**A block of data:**

════

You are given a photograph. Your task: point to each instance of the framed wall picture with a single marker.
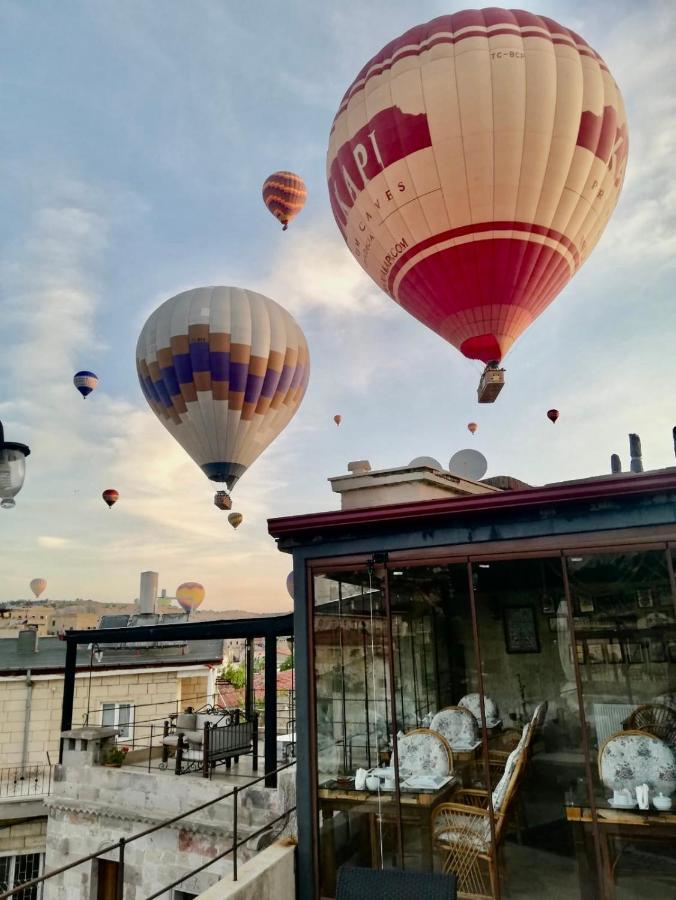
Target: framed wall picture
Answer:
(644, 598)
(657, 651)
(614, 653)
(633, 652)
(521, 633)
(595, 654)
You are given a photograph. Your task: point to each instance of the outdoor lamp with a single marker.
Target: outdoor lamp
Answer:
(12, 469)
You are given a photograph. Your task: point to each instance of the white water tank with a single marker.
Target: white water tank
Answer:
(148, 594)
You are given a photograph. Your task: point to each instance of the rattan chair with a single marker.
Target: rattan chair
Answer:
(461, 830)
(654, 719)
(355, 883)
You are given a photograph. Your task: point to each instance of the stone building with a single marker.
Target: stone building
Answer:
(125, 687)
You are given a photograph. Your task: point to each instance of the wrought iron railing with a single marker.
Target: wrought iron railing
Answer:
(25, 781)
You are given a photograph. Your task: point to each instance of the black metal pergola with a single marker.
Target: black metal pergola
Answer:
(268, 627)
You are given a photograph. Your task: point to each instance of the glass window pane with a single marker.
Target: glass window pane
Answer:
(26, 868)
(440, 754)
(537, 765)
(5, 871)
(354, 724)
(625, 632)
(123, 719)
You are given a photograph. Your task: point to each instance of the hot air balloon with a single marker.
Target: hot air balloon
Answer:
(284, 194)
(85, 382)
(38, 585)
(189, 595)
(222, 500)
(472, 166)
(110, 496)
(224, 370)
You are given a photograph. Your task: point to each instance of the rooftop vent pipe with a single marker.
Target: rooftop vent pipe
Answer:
(636, 464)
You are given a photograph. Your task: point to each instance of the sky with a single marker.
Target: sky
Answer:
(134, 140)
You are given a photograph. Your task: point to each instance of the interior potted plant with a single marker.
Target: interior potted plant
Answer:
(115, 756)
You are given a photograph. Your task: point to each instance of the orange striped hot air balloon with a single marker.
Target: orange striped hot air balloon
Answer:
(190, 595)
(284, 194)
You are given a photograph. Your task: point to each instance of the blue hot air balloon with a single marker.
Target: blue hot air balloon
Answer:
(85, 382)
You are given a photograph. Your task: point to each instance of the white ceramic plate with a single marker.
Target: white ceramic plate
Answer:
(623, 804)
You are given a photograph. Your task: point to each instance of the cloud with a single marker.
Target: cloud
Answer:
(50, 542)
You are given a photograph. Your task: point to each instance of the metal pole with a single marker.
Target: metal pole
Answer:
(234, 830)
(270, 710)
(68, 690)
(120, 872)
(248, 687)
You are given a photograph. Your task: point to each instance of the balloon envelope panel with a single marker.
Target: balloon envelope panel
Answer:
(224, 370)
(190, 595)
(472, 167)
(38, 585)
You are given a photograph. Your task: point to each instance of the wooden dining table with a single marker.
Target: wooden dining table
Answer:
(616, 827)
(417, 807)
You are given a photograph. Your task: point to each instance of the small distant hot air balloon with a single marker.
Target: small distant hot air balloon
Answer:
(222, 500)
(284, 194)
(85, 382)
(110, 496)
(37, 586)
(189, 595)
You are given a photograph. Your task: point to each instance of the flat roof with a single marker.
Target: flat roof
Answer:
(604, 487)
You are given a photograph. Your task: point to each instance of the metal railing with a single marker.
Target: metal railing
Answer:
(25, 781)
(121, 845)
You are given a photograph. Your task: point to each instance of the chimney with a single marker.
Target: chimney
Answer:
(146, 603)
(636, 464)
(28, 640)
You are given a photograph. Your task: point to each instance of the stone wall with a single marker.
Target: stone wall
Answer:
(153, 694)
(23, 837)
(91, 807)
(271, 875)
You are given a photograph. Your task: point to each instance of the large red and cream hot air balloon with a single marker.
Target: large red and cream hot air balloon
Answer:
(472, 167)
(284, 194)
(224, 370)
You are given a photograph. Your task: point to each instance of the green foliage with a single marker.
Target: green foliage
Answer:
(234, 674)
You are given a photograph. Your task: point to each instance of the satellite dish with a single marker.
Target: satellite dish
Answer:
(468, 464)
(425, 461)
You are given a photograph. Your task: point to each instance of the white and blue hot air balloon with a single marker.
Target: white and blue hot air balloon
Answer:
(85, 382)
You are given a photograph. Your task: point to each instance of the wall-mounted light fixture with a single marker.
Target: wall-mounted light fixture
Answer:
(12, 469)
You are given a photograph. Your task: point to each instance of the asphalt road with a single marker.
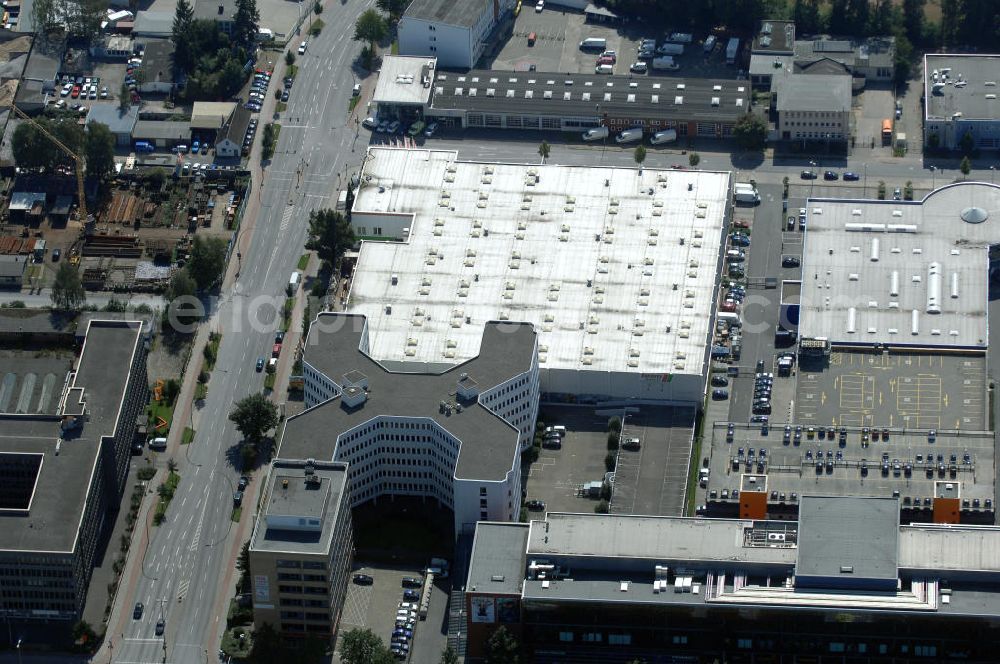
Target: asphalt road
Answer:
(187, 561)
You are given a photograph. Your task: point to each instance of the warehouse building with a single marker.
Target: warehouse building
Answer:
(960, 93)
(616, 268)
(446, 429)
(844, 583)
(301, 548)
(900, 273)
(456, 33)
(410, 89)
(65, 444)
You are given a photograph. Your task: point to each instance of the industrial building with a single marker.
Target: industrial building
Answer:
(960, 93)
(616, 268)
(456, 33)
(900, 273)
(301, 548)
(447, 429)
(412, 88)
(66, 434)
(844, 583)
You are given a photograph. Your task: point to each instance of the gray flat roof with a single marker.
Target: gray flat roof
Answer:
(847, 294)
(775, 37)
(980, 74)
(290, 498)
(495, 566)
(463, 13)
(848, 540)
(334, 347)
(814, 92)
(593, 95)
(68, 466)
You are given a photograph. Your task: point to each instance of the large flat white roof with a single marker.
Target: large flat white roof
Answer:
(869, 265)
(616, 269)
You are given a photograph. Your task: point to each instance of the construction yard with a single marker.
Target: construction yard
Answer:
(140, 231)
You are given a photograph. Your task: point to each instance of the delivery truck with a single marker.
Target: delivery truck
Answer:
(732, 50)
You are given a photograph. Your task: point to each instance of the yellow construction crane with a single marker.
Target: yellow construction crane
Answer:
(77, 159)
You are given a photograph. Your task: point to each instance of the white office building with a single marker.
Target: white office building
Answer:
(456, 33)
(453, 432)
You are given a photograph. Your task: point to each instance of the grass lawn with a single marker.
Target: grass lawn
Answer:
(159, 410)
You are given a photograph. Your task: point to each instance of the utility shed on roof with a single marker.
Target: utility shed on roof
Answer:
(847, 542)
(900, 273)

════

**TASK DIRECTIONS:** The data should be printed again unchanged; leave its pictures out.

**TASK RESPONSE:**
You are given a photograph. Your task: point to each instance of the framed wall picture with a single marker.
Target: framed wall picture
Answer:
(644, 598)
(657, 651)
(614, 653)
(633, 652)
(521, 633)
(595, 654)
You are given a photograph. Your task: point to each instance of the outdoor lamp with a single marker.
Target: outdoor lamp
Answer:
(12, 469)
You are given a photograph. Your task: point to each instance of the white water tank with a single marker.
Target: white water tank
Answer:
(148, 594)
You are given a photograph. Your task: point to each instance of the rattan chair with a single marker.
Target: rattan chair
Answer:
(461, 830)
(654, 719)
(355, 883)
You are given a photograph. Your task: point to each instance of the stone building with a single marker.
Target: stone building
Answer:
(125, 687)
You are given a photograph. Your task: point to each instance of the wrought iron railing with a single marker.
Target: wrought iron railing
Answer:
(25, 781)
You are given a photograph. Your task: point to each instance of the black metal pergola with a single marker.
Target: black metal pergola
Answer:
(268, 627)
You are given a photograph. Your task: point to each instance of the glass window pane with a single marker.
Target: glass window pane
Answer:
(26, 868)
(440, 754)
(537, 765)
(5, 871)
(354, 724)
(625, 632)
(123, 719)
You are given a photograph. Your task: point to each instance of the hot air balloon with a single marker.
Target: hot air balloon
Answer:
(284, 194)
(85, 382)
(38, 585)
(189, 595)
(222, 500)
(472, 166)
(110, 496)
(224, 370)
You are given a photograph. Your task: point to each instance of the rooftop vent pipe with a single marker.
Target: rooftop vent pipe
Answer:
(636, 464)
You are given a photograph. Your task: point to each instance of the sky with a single marker.
Target: sky
Answer:
(134, 140)
You are given a photograph. Your task: point to each instance of the interior potted plant with a single marker.
Target: interior potted plant
Answer:
(115, 756)
You are given a photograph. Your task: point to each instance of the orange striped hot air balloon with a single marker.
Target: orange striped hot air balloon
Answer:
(190, 595)
(284, 194)
You are given a photograph. Your task: point to each instance of the blue hot air balloon with a single marker.
Target: blue hot air balloon
Answer:
(85, 382)
You are given a photograph. Your task: point to each instance of the white ceramic plate with a single marker.
Target: white ceramic plate
Answer:
(623, 804)
You are given a photograph. Your task: point to each instance of the cloud with a single marker.
Target: cloud
Answer:
(50, 542)
You are given a photograph. Your task: point to each instance of the metal pole with a single marker.
Target: metal pole
Answer:
(234, 830)
(270, 710)
(68, 690)
(120, 872)
(248, 687)
You are given a photograph. Your task: point to each instance of the balloon envelope panel with a single marker.
Target: balloon envelope panel
Answer:
(224, 370)
(190, 595)
(472, 167)
(38, 585)
You are given a photograph. Your task: point to each instance of the wooden dining table with a single marker.
Target: wooden dining table
Answer:
(616, 827)
(417, 807)
You are given a photograph. Your task: point to each instance of the small distant hot air balloon with a single marker.
Target: small distant hot air balloon
Answer:
(222, 500)
(284, 194)
(85, 382)
(110, 496)
(37, 586)
(189, 595)
You are given a photograph. Your task: point to each instance of the flat roof with a single marker.
Target: flat roof
Answer:
(604, 487)
You are given a photograph. Your task: point to each instance of the metal railing with a single marker.
Target: metal railing
Answer:
(25, 781)
(121, 845)
You are given a photograph. Your task: point to each instance of the chimney with a single marker.
Target: chimney
Answer:
(146, 603)
(636, 464)
(28, 640)
You are given a photograph. Your task: point to each instance of the stone wall with a single marker.
Target: stone wall
Answer:
(153, 694)
(23, 837)
(91, 807)
(271, 875)
You are given a photograph. Your task: point to each instance of the large red and cream hot air balloon with a single marker.
Target: large red and cream hot air balloon
Answer:
(472, 167)
(284, 194)
(224, 370)
You are given a photograph. Your task: point to each instance of the green foliage with a single marker.
Target: green foliage
Answer:
(234, 674)
You are given a photograph. Your task: point to each instance of the satellite dish with a single marker.
Target: satellite dish
Answer:
(468, 464)
(425, 461)
You are given a photograph. Your task: point to each instance of the white and blue hot air balloon with a single marker.
Target: white and blue hot air balloon
Answer:
(85, 382)
You are given a photograph. Your task: point to each instance of the wall-mounted light fixture with a single marker.
Target: wall-mounted light fixture
Answer:
(12, 469)
You are given a photograph. Your task: point to each instance of the asphalt road with a single marker.
Target: asphalt road
Answer:
(187, 561)
You are given a photograph. Your task: point to each instance of the warehouse building with a single marker.
Target: warehouse building
Answer:
(960, 93)
(616, 268)
(446, 429)
(844, 583)
(301, 548)
(900, 273)
(456, 33)
(410, 89)
(65, 444)
You are given a photograph. Your task: point to each instance of the industrial building with a single marker.
Target: industrial building
Answer:
(960, 93)
(616, 268)
(456, 33)
(900, 273)
(301, 548)
(447, 429)
(412, 88)
(66, 434)
(844, 583)
You are given a photograph. Your task: point to each instance of the gray flat roof with a single marker.
Target: gray flat roof
Answer:
(847, 294)
(775, 37)
(980, 74)
(290, 498)
(495, 566)
(463, 13)
(848, 540)
(334, 347)
(814, 92)
(593, 95)
(68, 466)
You are given a photograph. Your task: point to each instance of the large flat white roof with a single marker.
Target: large flat white roof
Answer:
(869, 265)
(616, 269)
You are given a photograph. Your task: point to each instance of the construction yard with a single marker.
Target: construction yard
Answer:
(140, 231)
You are given a photograph. Your task: point to each instance of the delivery truck with a single marker.
Target: delivery truck
Answer:
(732, 50)
You are given a photograph. Your task: point to each instance of the yellow construction crane with a single marker.
Target: yellow construction crane
Answer:
(77, 159)
You are given a photograph. Your task: point to each instance of the white office building with a single marker.
Target: white office building
Answer:
(456, 33)
(453, 432)
You are given a photograph. Your task: point to each instance of the grass lawn with a single marker.
Target: grass lawn
Answer:
(159, 410)
You are given a photograph. Your task: point to each instance of the utility shed on roof with a single marker.
Target: utility shed on roof
Answer:
(847, 542)
(900, 273)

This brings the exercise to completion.